» **WRITTEN REQUEST**: Reproduce the listing exactly, with no pictures in your copy.

[Begin DATA ROWS]

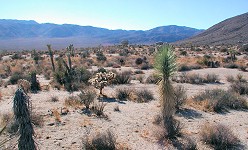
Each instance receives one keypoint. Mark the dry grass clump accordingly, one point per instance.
(123, 77)
(240, 87)
(54, 99)
(196, 78)
(123, 94)
(98, 108)
(73, 101)
(219, 137)
(153, 79)
(37, 120)
(102, 141)
(87, 97)
(219, 100)
(144, 96)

[End DATA ROWS]

» **COMPLETED EXERCISE**:
Each instance receives one keypoint. Mark the dry grass clump accordingly, one point per instance.
(123, 77)
(240, 87)
(54, 99)
(196, 78)
(123, 94)
(98, 108)
(73, 101)
(219, 137)
(153, 79)
(37, 120)
(102, 141)
(87, 97)
(219, 100)
(144, 96)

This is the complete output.